● Aim of the exercise:
In the article on HIV stigma in Armenia, what is Sona Sahakyan's job?

Living Misunderstood: HIV patients complain of social stigmas

Those who have tested positive for Human Immunodeficiency Virus (HIV) in Armenia complain that despite advancements in the understanding of the disease, they continue to be discriminated against and ostracized.

Most do not reveal their illness to their parents and, certainly, do not let it be known in the workplace.

Sona Sahakyan, 35, tested positive 13 years ago. Her parents are unaware of her condition as are her colleagues where she works as a teacher. She says she would have big problems if people at her job found out. (Names of HIV patients in this article have been changed to protect their identity.)

“Why doesn’t society change? Because the theory is one thing and actually seeing the person is another thing? One must have the courage. Don’t I have the courage? I am ready but the society is not. The media must spread the information all year round, not just on December 1,” Sona said, referring to the international day dedicated to HIV awareness. “I do not understand why we keep it a secret, we have a problem and we must keep it a secret, why, what’s the point? Of course, we should not voice it, but even the pills I take secretly, all these are obstacles. Thus, we are afraid of the society, I may say, that yes, I am.”

● Data records:
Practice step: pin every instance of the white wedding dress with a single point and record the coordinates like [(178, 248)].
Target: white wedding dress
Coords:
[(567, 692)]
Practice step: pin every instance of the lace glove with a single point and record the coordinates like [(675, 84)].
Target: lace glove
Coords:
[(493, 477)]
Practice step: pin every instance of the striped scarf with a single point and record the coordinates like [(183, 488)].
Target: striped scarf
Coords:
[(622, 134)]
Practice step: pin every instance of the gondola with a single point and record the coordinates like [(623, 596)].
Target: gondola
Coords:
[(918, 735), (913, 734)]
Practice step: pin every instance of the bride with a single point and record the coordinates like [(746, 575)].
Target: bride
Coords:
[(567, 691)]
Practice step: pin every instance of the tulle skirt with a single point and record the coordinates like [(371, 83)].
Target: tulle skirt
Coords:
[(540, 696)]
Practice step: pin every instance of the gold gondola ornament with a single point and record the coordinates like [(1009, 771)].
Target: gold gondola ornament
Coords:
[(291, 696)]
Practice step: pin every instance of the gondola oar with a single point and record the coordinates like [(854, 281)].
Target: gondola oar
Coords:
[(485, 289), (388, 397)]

...

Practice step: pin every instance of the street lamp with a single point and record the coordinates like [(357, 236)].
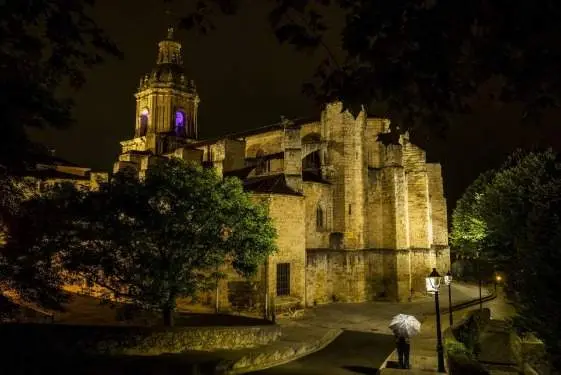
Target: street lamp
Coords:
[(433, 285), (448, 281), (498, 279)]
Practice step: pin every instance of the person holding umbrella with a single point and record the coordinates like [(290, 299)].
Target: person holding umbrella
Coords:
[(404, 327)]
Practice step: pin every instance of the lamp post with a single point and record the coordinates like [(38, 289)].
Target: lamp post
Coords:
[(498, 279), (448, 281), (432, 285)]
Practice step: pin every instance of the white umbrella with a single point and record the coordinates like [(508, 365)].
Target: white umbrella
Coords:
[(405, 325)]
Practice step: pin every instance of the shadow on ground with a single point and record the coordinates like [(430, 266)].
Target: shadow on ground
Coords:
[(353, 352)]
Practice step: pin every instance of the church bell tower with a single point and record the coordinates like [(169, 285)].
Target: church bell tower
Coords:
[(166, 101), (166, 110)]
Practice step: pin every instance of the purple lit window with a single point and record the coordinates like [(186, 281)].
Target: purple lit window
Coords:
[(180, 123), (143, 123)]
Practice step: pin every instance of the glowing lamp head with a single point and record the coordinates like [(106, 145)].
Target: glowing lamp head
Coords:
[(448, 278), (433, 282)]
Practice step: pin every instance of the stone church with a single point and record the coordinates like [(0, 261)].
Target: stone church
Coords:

---

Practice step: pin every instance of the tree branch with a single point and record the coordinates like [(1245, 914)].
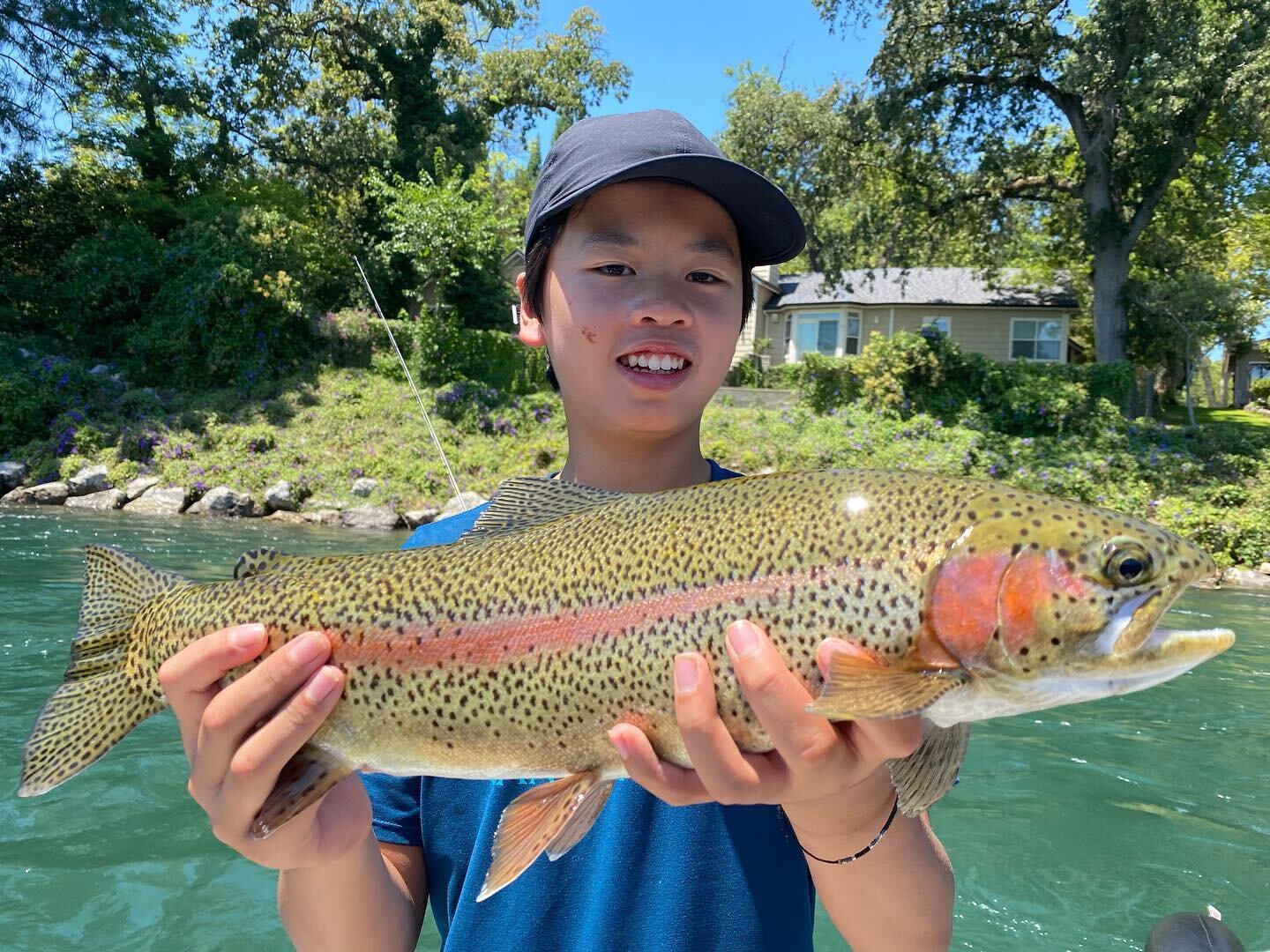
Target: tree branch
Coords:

● Reply:
She works as a teacher.